:: Document section ::
= = = = = = =

Human wellness is a daily phenomenon. The great life rhythms of land animals like ourselves—eating and fasting, sleeping and waking—follow a twenty-four-hour cycle that itself follows the sun.
Chronobiology, the science that studies such rhythms, has mapped out many such cycles in the mammalian brain and body. These include not only observable behaviors but physiologic patterns as well—predictable variations in heart rate, body temperature, and cell metabolism—and cyclic changes in the level of hormones such as cortisol and melatonin.
We humans are circadian creatures. Like the moon overhead and the ocean tides it governs, we live day-to-day on regular circuits of ebb and flow, departure and return.
When we’re suffering from PTSD, dailiness can feel like a great foe. We come to dread a twenty-four-hour cycle of poor sleep, exhausted waking, and hour upon hour set out like mile markers on a lost highway of fear, anger, and loneliness. As days of such living become months and even years, we can feel we’re living out a script invariant as that of an inmate serving a life sentence. Sunrise brings no joy, sunset no relief.
Yet when we’re resolved to establish new habits of body and mind, the brain’s predisposition toward dailiness becomes a great ally. An activity that occurs each day, especially one that happens at about the same time, becomes incorporated into our physical and mental schemas at both conscious and subconscious levels. We begin to accept that activity as a given and its influence spreads far beyond the time spent doing it.

= = = = = = =

:: Data extract ::
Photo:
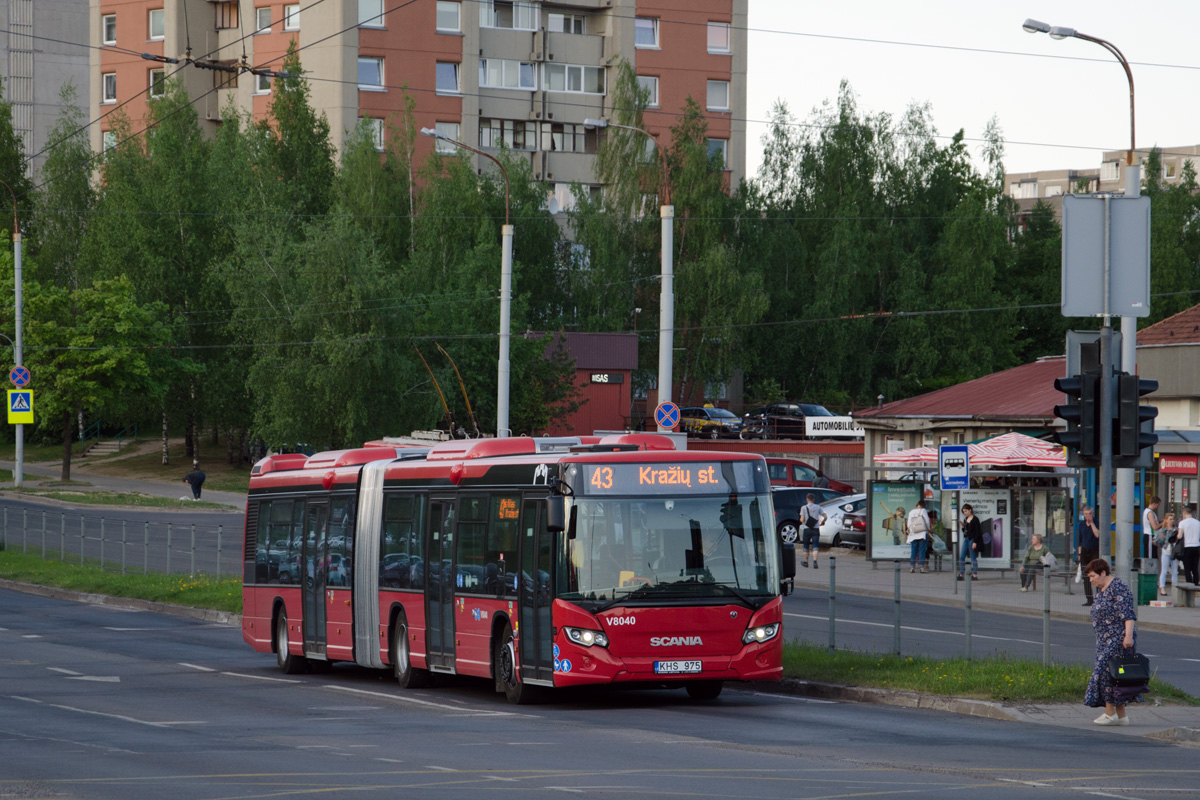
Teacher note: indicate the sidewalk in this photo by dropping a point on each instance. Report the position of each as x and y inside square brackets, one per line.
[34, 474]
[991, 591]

= = = = = = =

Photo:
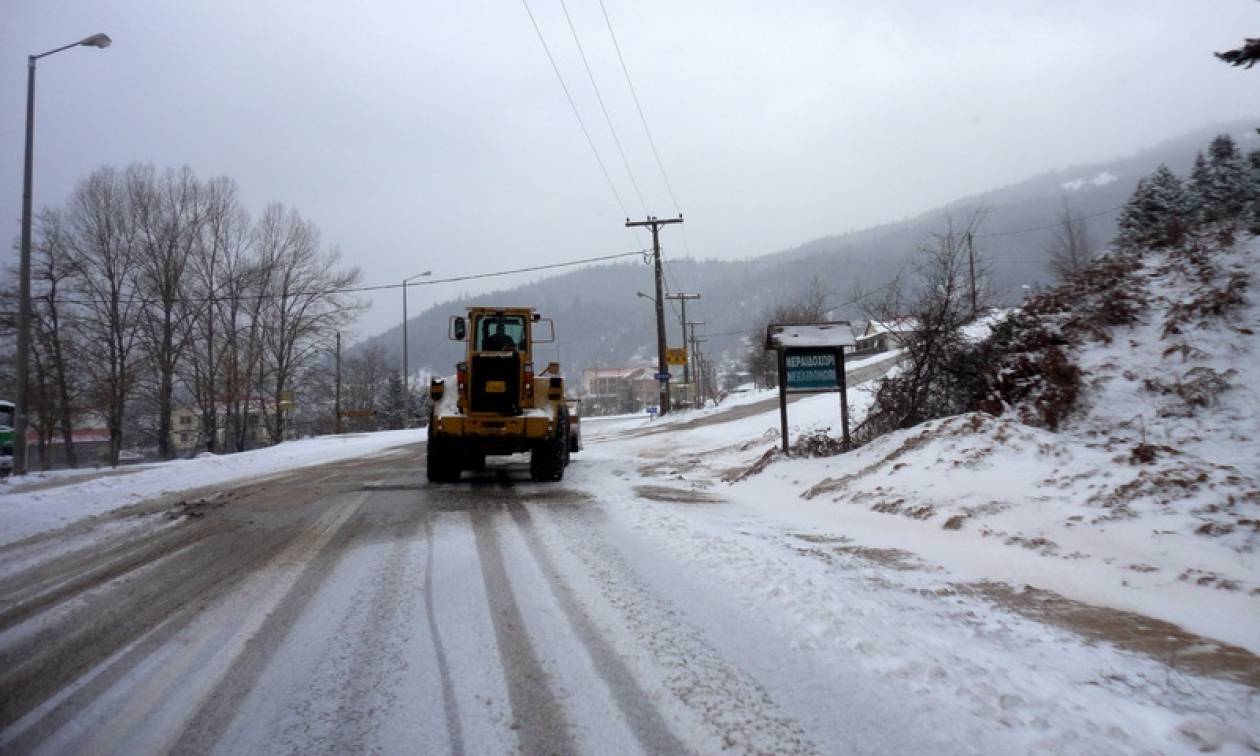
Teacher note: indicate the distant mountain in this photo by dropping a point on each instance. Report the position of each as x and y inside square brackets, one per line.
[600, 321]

= = = = = = =

:: Apply what you read ::
1. Summarize the passage on daily rhythms and PTSD in two sentences.
2. Carry on the passage on daily rhythms and PTSD from its final sentence.

:: Answers given ::
1. Human life follows twenty-four-hour cycles tied to the sun, and chronobiology has mapped such rhythms in behavior, physiology, and hormone levels. For someone with PTSD this dailiness can feel like an enemy, but when a person resolves to build new habits, the brain's leaning toward dailiness becomes an ally, since an activity done each day, especially at about the same time, becomes part of conscious and subconscious schemas and its influence spreads beyond the time spent on it.

2.
Habitual Daily Behaviors
Most of what we do in any twenty-four hours is in fact habitual behavior. We get up at a certain time, which then triggers a predictable series of actions that carries us through our day. We don’t make a conscious decision to brush our teeth, weighing the pros and cons of this choice against other alternatives. We simply find ourselves at the bathroom sink, staring sleepily into the mirror and brushing. When we resolve to reset our lives from PTSD we are deciding to create new habits of body, heart, and mind that will carry us through our days in new ways.
Each new year, one in two U.S. citizens resolves to change some habit. One third of them vow to lose weight. Others promise to quit smoking, start exercising, or find true love.
Americans’ track record on actually resetting such behaviors is not good. Fewer than 10 percent follow through and achieve their goals. Twenty-five percent will throw in the towel by January 8.
Misunderstanding The Role Of Willpower
What causes most people to stumble? More than anything else, the problem is misunderstanding the role of willpower in initiating and maintaining new behavior. Let’s look together at this important point.
A prevailing cultural myth views brute willpower as the active ingredient in aligning our behavior with desired outcomes. Think of the maxims Just say no! Just do it!
This myth considers force of will a muscle one develops to take oneself in hand and move toward one’s goals. Often this prescription takes on moral overtones: “good” people act in accord with their stated goals and values. Such people “resist temptation” to fall into “vices” like inactivity, overeating, smoking cigarettes, and so forth.
There are two problems with this view. The first is that research data does not support it. Research shows that “effortful inhibition of impulses”—psychology’s description of “resisting temptation”—is negatively correlated with self-control and goal achievement.
Effortless Momentum Gets Better Results Than Effortful Inhibition
Highly successful people engage in far less effortful inhibition than do others. Rather than effortfully resisting, high achievers are carried effortlessly forward by force not of will but of habit. Habitual behavior carries them through their days like current on a river. They “just find themselves” brushing their teeth, exercising, eating well, working in productive ways, and so on.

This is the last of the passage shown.